** begin TEXT EXCERPT **

Net Zero Economy Index 2022

Decoupling economic growth and CO2 emissions not successful yet

The world is far behind in reducing CO2 emissions. The 20 largest countries responsible for eighty percent of global emissions have reduced the "carbon intensity" of their economies - CO2 emissions per unit of GDP - by only half a percent by 2021. If the world is to limit global warming to 1.5 degrees, it must reduce this carbon intensity by 15.2 percent annually until 2030. That's according to PwC's recently published Net Zero Economy Index 2022.

Seven years ago, the Paris Climate Agreement was signed, with 195 countries agreeing to limit global warming to a temperature increase of 1.5°C above pre-industrial levels (and at least below 2°C).

** end TEXT EXCERPT **
** begin RAW RECORDS **

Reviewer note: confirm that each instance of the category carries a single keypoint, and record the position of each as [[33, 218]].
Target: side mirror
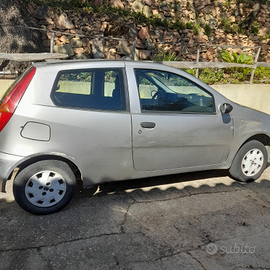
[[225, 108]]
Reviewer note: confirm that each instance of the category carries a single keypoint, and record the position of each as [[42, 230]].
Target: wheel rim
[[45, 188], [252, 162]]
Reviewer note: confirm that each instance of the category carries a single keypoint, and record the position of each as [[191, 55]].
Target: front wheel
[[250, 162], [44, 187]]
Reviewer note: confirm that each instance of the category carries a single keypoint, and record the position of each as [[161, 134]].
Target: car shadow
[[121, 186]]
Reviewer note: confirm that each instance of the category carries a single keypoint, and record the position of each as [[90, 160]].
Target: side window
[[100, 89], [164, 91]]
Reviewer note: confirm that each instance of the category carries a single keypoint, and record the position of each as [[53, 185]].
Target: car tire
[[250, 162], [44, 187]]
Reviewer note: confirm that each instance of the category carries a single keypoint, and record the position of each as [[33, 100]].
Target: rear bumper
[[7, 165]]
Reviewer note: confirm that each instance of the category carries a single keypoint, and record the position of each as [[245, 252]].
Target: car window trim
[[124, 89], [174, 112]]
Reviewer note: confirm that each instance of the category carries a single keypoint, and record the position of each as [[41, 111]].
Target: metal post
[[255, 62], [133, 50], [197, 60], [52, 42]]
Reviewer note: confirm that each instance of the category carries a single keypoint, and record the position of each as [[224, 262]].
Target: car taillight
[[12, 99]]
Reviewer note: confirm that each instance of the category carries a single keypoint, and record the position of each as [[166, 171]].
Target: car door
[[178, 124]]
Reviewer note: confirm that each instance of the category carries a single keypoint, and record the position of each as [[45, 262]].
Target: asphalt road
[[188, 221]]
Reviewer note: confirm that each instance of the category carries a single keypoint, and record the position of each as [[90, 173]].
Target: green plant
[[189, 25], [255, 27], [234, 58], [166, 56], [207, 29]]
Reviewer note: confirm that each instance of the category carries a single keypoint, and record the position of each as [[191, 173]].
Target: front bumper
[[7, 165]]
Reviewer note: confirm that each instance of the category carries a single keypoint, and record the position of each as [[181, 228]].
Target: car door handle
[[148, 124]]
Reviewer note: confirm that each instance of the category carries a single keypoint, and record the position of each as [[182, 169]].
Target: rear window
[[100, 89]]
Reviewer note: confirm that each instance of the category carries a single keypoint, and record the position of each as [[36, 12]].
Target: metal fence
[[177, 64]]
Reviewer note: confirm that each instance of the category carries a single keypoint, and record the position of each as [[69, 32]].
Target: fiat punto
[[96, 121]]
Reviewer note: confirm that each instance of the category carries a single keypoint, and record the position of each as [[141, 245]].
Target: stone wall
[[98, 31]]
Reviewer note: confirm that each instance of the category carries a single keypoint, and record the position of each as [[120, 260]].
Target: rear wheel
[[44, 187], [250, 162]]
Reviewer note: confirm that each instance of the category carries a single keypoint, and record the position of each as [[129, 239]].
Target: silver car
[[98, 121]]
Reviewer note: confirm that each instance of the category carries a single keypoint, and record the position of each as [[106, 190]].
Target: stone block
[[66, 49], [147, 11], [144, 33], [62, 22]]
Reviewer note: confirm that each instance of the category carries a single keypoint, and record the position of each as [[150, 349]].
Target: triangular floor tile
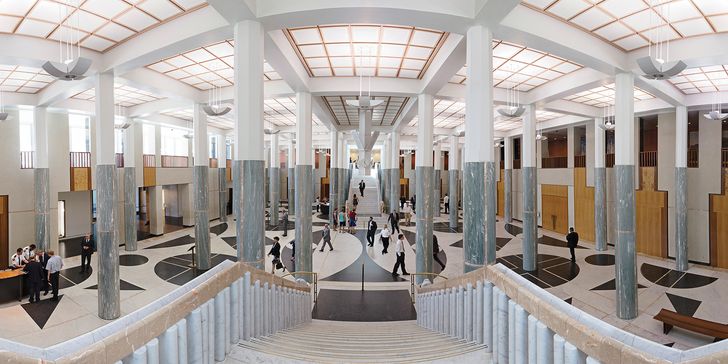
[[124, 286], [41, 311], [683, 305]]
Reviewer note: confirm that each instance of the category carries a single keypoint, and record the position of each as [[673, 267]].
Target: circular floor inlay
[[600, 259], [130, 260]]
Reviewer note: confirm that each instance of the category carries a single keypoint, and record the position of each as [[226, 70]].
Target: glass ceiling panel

** end RAW RECORDS **

→ **TASK LIST**:
[a] In the Net Zero Economy Index text, translate this sentence into Spanish: "The world is far behind in reducing CO2 emissions."
[b] Reproduce the Net Zero Economy Index text from "The world is far" up to and including "least below 2°C).".
Work from the text on the Net Zero Economy Index 2022 alone, not from the lines.

→ **COMPLETED EXERCISE**:
[a] El mundo está muy rezagado en la reducción de las emisiones de CO2.

[b]
The world is far behind in reducing CO2 emissions. The 20 largest countries responsible for eighty percent of global emissions have reduced the "carbon intensity" of their economies - CO2 emissions per unit of GDP - by only half a percent by 2021. If the world is to limit global warming to 1.5 degrees, it must reduce this carbon intensity by 15.2 percent annually until 2030. That's according to PwC's recently published Net Zero Economy Index 2022.

Seven years ago, the Paris Climate Agreement was signed, with 195 countries agreeing to limit global warming to a temperature increase of 1.5°C above pre-industrial levels (and at least below 2°C).